- TASK INSTRUCTIONS -
1 - Pick out every line of the rows that contains the word "accent". Case counts.
2 - Carry on the binary trees passage from the point where it stops.

- PASSAGE TO READ -
/---
Binary Trees
- Reading time
- 2 min read
- Word count
- 356 words
- Diagram count
- 0 diagrams
Source: Victor Bona's Obsidian Compendium snapshot, Knowledge base/Data Structures/Binary Trees.md.
A Binary Tree is a hierarchical data structure in which each node has at most two children, referred to as the left child and right child. Binary trees form the foundation for many important data structures like BSTs, heaps, and expression trees.
- Intent: Represent hierarchical relationships with a branching factor of two, enabling efficient recursive algorithms.
- Use Cases: Expression parsing, decision trees, file systems, Huffman coding, syntax trees, game trees (minimax), hierarchical data representation.
- Key Properties:
- Each node has at most 2 children
- One designated root node
- Each node has exactly one parent (except root)
\---
Named object pointing entries:
/---
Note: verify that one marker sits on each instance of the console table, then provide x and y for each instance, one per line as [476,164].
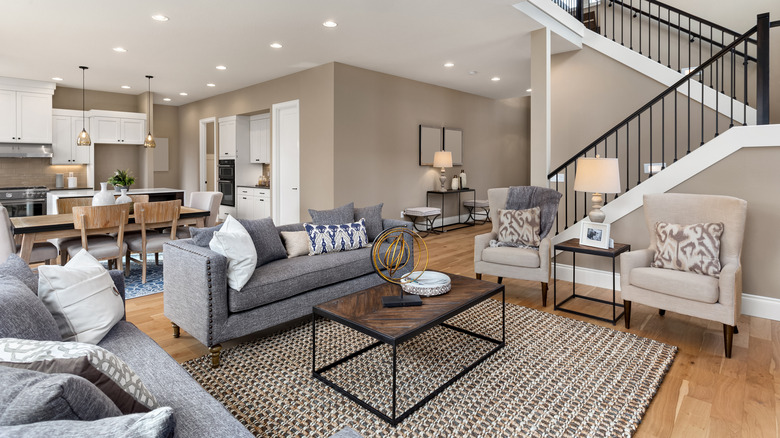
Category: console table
[444,195]
[573,246]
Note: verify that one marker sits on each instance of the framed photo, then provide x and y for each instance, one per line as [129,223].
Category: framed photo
[594,234]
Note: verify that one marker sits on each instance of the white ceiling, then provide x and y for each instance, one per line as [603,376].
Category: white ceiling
[42,39]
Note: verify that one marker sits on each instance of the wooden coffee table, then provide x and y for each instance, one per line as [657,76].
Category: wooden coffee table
[363,311]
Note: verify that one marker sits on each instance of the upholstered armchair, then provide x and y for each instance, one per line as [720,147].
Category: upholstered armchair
[520,263]
[715,298]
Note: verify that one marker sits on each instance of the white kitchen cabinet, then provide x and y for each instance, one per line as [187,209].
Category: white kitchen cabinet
[25,117]
[113,127]
[253,203]
[66,126]
[233,136]
[260,139]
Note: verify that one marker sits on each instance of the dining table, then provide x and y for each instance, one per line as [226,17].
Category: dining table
[34,229]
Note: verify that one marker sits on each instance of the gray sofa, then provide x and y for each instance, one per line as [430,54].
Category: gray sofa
[198,299]
[196,412]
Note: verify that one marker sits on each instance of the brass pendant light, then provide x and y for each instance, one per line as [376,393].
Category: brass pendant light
[149,141]
[83,138]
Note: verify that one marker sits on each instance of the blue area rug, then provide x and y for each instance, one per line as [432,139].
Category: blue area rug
[154,280]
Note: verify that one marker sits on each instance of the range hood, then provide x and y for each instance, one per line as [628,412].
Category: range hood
[16,150]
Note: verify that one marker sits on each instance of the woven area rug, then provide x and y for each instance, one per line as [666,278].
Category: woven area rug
[555,377]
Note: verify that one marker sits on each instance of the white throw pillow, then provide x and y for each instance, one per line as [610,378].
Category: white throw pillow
[234,242]
[82,298]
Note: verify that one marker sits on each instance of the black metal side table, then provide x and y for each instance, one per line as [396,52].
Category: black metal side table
[573,246]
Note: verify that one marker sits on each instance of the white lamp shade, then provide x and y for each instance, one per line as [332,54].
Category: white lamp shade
[442,159]
[597,175]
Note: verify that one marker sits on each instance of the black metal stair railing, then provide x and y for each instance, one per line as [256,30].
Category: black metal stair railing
[675,122]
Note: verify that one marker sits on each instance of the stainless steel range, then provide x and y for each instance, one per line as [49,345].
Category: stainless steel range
[24,201]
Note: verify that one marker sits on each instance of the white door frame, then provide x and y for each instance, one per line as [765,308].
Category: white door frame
[202,173]
[276,193]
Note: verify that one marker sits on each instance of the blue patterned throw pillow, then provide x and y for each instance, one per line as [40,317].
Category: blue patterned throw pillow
[334,238]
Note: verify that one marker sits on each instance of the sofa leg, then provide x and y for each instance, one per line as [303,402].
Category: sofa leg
[627,313]
[215,355]
[728,335]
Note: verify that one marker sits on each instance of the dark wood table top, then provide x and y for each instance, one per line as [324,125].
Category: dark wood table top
[363,311]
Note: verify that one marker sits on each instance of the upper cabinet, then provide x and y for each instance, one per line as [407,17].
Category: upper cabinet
[233,136]
[25,111]
[260,139]
[66,126]
[114,127]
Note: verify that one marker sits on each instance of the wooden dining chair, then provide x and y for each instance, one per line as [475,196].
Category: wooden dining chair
[95,222]
[151,215]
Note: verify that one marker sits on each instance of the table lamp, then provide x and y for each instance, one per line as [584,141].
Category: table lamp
[598,176]
[442,159]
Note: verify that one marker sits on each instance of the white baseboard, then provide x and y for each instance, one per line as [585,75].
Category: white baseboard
[752,305]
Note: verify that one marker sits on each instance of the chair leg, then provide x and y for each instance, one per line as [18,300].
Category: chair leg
[215,355]
[728,336]
[627,313]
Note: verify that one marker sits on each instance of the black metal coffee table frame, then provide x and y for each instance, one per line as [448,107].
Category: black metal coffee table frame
[395,343]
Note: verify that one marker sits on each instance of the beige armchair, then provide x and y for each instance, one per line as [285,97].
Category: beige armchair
[519,263]
[701,296]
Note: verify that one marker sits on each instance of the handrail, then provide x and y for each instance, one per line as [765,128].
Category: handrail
[655,100]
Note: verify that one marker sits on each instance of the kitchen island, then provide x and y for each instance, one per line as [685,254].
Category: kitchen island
[155,194]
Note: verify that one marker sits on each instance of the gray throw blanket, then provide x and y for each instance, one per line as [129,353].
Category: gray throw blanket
[524,197]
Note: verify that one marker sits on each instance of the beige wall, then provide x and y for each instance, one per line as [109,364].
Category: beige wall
[376,139]
[314,89]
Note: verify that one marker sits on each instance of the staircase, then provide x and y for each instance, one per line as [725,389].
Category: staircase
[724,72]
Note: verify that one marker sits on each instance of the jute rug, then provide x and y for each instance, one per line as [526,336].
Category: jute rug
[555,377]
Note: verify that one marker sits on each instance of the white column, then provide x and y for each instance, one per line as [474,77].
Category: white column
[540,106]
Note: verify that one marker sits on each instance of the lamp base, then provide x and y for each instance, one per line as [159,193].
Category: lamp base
[404,300]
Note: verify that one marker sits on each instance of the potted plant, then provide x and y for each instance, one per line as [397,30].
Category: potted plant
[121,180]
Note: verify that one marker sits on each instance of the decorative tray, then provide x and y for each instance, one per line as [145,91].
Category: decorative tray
[429,284]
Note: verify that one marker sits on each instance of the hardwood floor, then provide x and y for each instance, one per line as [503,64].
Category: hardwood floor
[704,394]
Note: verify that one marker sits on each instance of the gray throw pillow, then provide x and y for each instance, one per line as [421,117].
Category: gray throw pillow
[16,267]
[337,216]
[160,423]
[31,396]
[202,236]
[373,217]
[22,313]
[266,238]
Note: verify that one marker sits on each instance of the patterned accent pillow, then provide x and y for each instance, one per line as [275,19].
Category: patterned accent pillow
[99,366]
[519,227]
[692,248]
[335,238]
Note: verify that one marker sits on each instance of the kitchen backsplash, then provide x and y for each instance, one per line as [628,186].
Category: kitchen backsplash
[23,172]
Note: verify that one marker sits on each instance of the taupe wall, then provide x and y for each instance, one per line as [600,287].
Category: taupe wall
[314,89]
[376,139]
\---
- ANSWER SET -
1 -
Note: verify that one marker sits on each instance of the patterned accent pillow, then provide x and y for each instance, one per line as [275,19].
Category: patterned accent pillow

2 -
- Height can range from log(n) to n
Terminology
- Root: Top node with no parent
- Leaf: Node with no children
- Internal node: Node with at least one child
- Height: Longest path from root to leaf
- Depth: Distance from root to a node
- Level: Set of nodes at same depth
- Subtree: Tree formed by a node and its descendants
Types of Binary Trees
| Type | Description |
|---|---|
| Full | Every node has 0 or 2 children |
| Complete | All levels full except last, filled left to right |
| Perfect | All internal nodes have 2 children, all leaves at same level |
| Balanced | Height difference between subtrees ≤ 1 |
| Degenerate | Each parent has only one child (like linked list) |
Implementation
class TreeNode<T> {
value: T;
left: TreeNode<T> | null = null;
right: TreeNode<T> | null = null;
constructor(value: T) {
this.value = value;
}
}
class BinaryTree<T> {
root: TreeNode<T> | null = null;
// Build tree from array (level order)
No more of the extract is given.